DATASET EXTRACT below:

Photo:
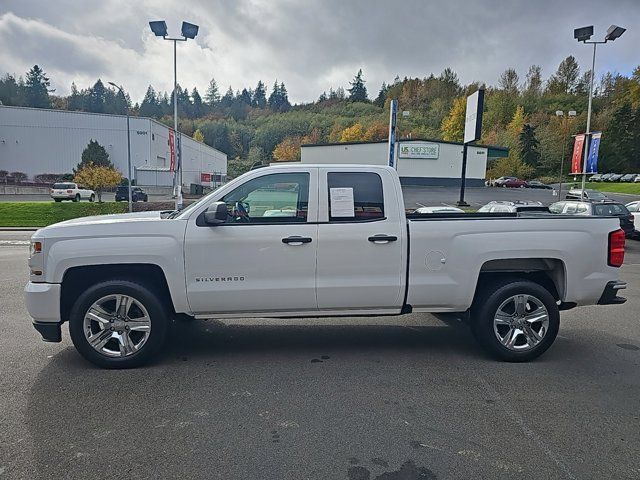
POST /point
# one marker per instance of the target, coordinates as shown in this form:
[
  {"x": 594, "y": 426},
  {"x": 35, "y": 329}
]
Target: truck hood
[{"x": 98, "y": 224}]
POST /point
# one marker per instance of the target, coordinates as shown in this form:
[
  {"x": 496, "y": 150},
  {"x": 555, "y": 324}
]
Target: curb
[{"x": 19, "y": 229}]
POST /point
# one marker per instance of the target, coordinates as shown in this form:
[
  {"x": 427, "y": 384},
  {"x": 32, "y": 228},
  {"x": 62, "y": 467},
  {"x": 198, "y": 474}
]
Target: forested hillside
[{"x": 259, "y": 124}]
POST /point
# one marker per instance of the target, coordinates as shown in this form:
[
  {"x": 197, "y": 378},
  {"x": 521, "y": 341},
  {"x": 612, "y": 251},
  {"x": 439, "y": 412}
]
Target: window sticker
[{"x": 342, "y": 202}]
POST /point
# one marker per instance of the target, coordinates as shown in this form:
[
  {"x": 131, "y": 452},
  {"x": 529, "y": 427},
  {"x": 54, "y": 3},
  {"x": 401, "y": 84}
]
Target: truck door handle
[
  {"x": 382, "y": 238},
  {"x": 296, "y": 240}
]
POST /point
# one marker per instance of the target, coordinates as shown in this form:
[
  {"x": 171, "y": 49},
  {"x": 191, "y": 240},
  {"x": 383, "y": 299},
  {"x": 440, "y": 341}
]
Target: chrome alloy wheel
[
  {"x": 117, "y": 325},
  {"x": 521, "y": 322}
]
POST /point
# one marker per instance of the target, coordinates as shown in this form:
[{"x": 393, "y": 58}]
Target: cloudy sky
[{"x": 311, "y": 45}]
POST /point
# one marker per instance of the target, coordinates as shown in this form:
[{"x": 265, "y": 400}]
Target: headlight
[{"x": 36, "y": 247}]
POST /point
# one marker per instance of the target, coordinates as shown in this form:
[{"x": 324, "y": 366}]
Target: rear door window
[
  {"x": 582, "y": 209},
  {"x": 355, "y": 196},
  {"x": 556, "y": 207},
  {"x": 609, "y": 209}
]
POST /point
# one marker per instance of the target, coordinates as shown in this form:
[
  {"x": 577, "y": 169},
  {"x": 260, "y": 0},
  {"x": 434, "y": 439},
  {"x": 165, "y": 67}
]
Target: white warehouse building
[
  {"x": 418, "y": 161},
  {"x": 36, "y": 141}
]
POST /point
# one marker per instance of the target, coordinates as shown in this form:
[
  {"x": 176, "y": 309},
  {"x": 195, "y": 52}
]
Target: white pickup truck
[
  {"x": 71, "y": 191},
  {"x": 309, "y": 241}
]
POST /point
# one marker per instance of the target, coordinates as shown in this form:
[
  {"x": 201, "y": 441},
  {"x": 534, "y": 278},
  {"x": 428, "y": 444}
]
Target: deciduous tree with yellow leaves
[{"x": 97, "y": 178}]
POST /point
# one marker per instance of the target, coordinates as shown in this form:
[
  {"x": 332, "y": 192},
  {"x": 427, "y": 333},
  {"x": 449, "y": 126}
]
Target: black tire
[
  {"x": 486, "y": 305},
  {"x": 158, "y": 313}
]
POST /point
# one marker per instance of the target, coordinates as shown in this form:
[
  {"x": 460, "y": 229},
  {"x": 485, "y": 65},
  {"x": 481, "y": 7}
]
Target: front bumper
[
  {"x": 610, "y": 294},
  {"x": 43, "y": 305}
]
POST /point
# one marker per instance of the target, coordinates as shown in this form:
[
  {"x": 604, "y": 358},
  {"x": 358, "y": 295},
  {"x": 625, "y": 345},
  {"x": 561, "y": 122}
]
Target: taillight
[{"x": 616, "y": 248}]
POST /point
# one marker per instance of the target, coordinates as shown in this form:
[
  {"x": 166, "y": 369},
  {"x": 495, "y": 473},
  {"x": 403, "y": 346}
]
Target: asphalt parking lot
[{"x": 401, "y": 398}]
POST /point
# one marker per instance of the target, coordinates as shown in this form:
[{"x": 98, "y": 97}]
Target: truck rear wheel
[
  {"x": 515, "y": 320},
  {"x": 118, "y": 324}
]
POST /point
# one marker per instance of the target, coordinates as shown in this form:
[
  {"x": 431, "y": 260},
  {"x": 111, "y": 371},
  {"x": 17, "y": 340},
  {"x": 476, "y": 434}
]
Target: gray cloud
[{"x": 311, "y": 45}]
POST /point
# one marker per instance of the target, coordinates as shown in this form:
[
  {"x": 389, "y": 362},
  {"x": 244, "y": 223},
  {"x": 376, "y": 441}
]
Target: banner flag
[
  {"x": 179, "y": 152},
  {"x": 576, "y": 158},
  {"x": 172, "y": 151},
  {"x": 592, "y": 159},
  {"x": 393, "y": 119}
]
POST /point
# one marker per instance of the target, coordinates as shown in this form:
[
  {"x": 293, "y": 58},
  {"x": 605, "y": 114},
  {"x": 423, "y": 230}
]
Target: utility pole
[{"x": 128, "y": 147}]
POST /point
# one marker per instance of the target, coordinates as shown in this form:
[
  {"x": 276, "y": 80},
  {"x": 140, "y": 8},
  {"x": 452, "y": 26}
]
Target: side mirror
[{"x": 216, "y": 214}]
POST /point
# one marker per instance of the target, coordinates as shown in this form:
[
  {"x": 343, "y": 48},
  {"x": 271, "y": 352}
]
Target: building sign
[
  {"x": 172, "y": 151},
  {"x": 419, "y": 150},
  {"x": 473, "y": 116},
  {"x": 576, "y": 158},
  {"x": 592, "y": 159}
]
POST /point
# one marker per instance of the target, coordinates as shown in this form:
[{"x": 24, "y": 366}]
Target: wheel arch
[
  {"x": 77, "y": 279},
  {"x": 549, "y": 273}
]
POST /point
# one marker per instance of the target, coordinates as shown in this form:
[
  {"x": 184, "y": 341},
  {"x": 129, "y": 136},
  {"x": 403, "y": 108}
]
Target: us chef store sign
[{"x": 419, "y": 150}]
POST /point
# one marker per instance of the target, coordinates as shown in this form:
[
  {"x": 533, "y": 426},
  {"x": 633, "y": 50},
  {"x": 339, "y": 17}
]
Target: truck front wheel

End of DATASET EXTRACT.

Only the text of the records belongs in your answer, copied exactly as it appears above.

Photo:
POST /point
# one marker per instance of the target, coordinates as shown in this form:
[
  {"x": 594, "y": 426},
  {"x": 35, "y": 329}
]
Target: truck hood
[{"x": 98, "y": 224}]
POST /point
# one marker per instance of the target, coordinates as shown in this form:
[
  {"x": 496, "y": 150},
  {"x": 555, "y": 324}
]
Target: curb
[{"x": 19, "y": 229}]
POST /point
# one marker per instance of the target, coordinates as shown in this form:
[
  {"x": 427, "y": 384},
  {"x": 32, "y": 228},
  {"x": 62, "y": 467},
  {"x": 198, "y": 474}
]
Target: forested hillside
[{"x": 259, "y": 124}]
POST /point
# one marker per instance of the target, coordinates as shown in this form:
[
  {"x": 197, "y": 378},
  {"x": 521, "y": 341},
  {"x": 612, "y": 251},
  {"x": 439, "y": 412}
]
Target: window sticker
[{"x": 342, "y": 202}]
POST /point
# one marker per instance of the target, coordinates as shown in this form:
[
  {"x": 131, "y": 452},
  {"x": 529, "y": 427},
  {"x": 54, "y": 3},
  {"x": 401, "y": 84}
]
Target: truck door handle
[
  {"x": 382, "y": 238},
  {"x": 296, "y": 240}
]
POST /point
# one marker per instance of the target, coordinates as shown in this form:
[
  {"x": 171, "y": 49},
  {"x": 191, "y": 240},
  {"x": 383, "y": 299},
  {"x": 440, "y": 341}
]
Target: chrome alloy wheel
[
  {"x": 117, "y": 325},
  {"x": 521, "y": 322}
]
POST /point
# one marker per instance of the target, coordinates as shown in this form:
[{"x": 393, "y": 58}]
Target: cloudy sky
[{"x": 311, "y": 45}]
POST /point
# one marker per instance of the target, coordinates as shown in this form:
[{"x": 265, "y": 400}]
Target: headlight
[{"x": 36, "y": 247}]
POST /point
# one marker per instance of the target, coordinates as shown in this form:
[{"x": 324, "y": 366}]
Target: rear door window
[
  {"x": 582, "y": 209},
  {"x": 355, "y": 196},
  {"x": 556, "y": 207},
  {"x": 609, "y": 209}
]
POST /point
# one marker per instance of the target, coordinates as shown in this form:
[
  {"x": 577, "y": 169},
  {"x": 260, "y": 0},
  {"x": 434, "y": 439},
  {"x": 165, "y": 67}
]
Target: white warehouse building
[
  {"x": 418, "y": 161},
  {"x": 36, "y": 141}
]
POST /point
# one marker per instance of the target, coordinates as shown in this form:
[
  {"x": 176, "y": 309},
  {"x": 195, "y": 52}
]
Target: white pickup truck
[
  {"x": 71, "y": 191},
  {"x": 309, "y": 241}
]
POST /point
# one marker per instance of the target, coordinates as shown in this form:
[
  {"x": 201, "y": 441},
  {"x": 534, "y": 278},
  {"x": 428, "y": 444}
]
Target: deciduous tree with yellow leaves
[{"x": 97, "y": 178}]
POST /point
# one marker per instance of the target, coordinates as shown in this form:
[
  {"x": 332, "y": 192},
  {"x": 427, "y": 333},
  {"x": 449, "y": 126}
]
Target: black tire
[
  {"x": 486, "y": 305},
  {"x": 158, "y": 313}
]
POST /point
# one marker per instance of the target, coordinates as shown in this form:
[
  {"x": 460, "y": 229},
  {"x": 485, "y": 65},
  {"x": 481, "y": 7}
]
Target: front bumper
[
  {"x": 610, "y": 294},
  {"x": 43, "y": 305}
]
POST /point
# one marker per instance of the target, coordinates as shown in this form:
[
  {"x": 604, "y": 358},
  {"x": 358, "y": 295},
  {"x": 625, "y": 345},
  {"x": 561, "y": 122}
]
Target: taillight
[{"x": 616, "y": 248}]
POST /point
# one marker per instance of the target, coordinates as shown in this form:
[
  {"x": 166, "y": 369},
  {"x": 495, "y": 473},
  {"x": 403, "y": 346}
]
Target: asphalt parking lot
[{"x": 401, "y": 398}]
POST /point
# one marker per instance of the target, coordinates as shown in this form:
[{"x": 98, "y": 97}]
Target: truck rear wheel
[
  {"x": 515, "y": 320},
  {"x": 118, "y": 324}
]
POST /point
# one marker per instance of the target, coordinates as shown in this form:
[
  {"x": 431, "y": 260},
  {"x": 111, "y": 371},
  {"x": 17, "y": 340},
  {"x": 476, "y": 434}
]
Target: gray cloud
[{"x": 311, "y": 45}]
POST /point
# one marker per instance of the target, coordinates as shown in this form:
[
  {"x": 389, "y": 362},
  {"x": 244, "y": 223},
  {"x": 376, "y": 441}
]
Target: banner flag
[
  {"x": 179, "y": 152},
  {"x": 576, "y": 158},
  {"x": 172, "y": 151},
  {"x": 592, "y": 159},
  {"x": 393, "y": 119}
]
POST /point
# one marker per instance of the target, coordinates as shown in this form:
[
  {"x": 293, "y": 58},
  {"x": 605, "y": 114},
  {"x": 423, "y": 230}
]
Target: utility pole
[{"x": 128, "y": 147}]
POST /point
# one marker per instance of the target, coordinates as shown in this form:
[
  {"x": 276, "y": 80},
  {"x": 140, "y": 8},
  {"x": 452, "y": 26}
]
Target: side mirror
[{"x": 216, "y": 214}]
POST /point
# one marker per instance of the target, coordinates as shown in this form:
[
  {"x": 343, "y": 48},
  {"x": 271, "y": 352}
]
Target: building sign
[
  {"x": 172, "y": 151},
  {"x": 419, "y": 150},
  {"x": 473, "y": 116},
  {"x": 576, "y": 158},
  {"x": 592, "y": 159}
]
POST /point
# one marker per instance of the target, coordinates as shown in this form:
[{"x": 24, "y": 366}]
Target: wheel arch
[
  {"x": 77, "y": 279},
  {"x": 549, "y": 273}
]
POST /point
# one marker per instance of the target, coordinates as shown in this form:
[
  {"x": 184, "y": 341},
  {"x": 129, "y": 136},
  {"x": 403, "y": 108}
]
Target: us chef store sign
[{"x": 419, "y": 150}]
POST /point
# one marker per instance of the target, coordinates as shown in this form:
[
  {"x": 533, "y": 426},
  {"x": 633, "y": 50},
  {"x": 339, "y": 17}
]
Target: truck front wheel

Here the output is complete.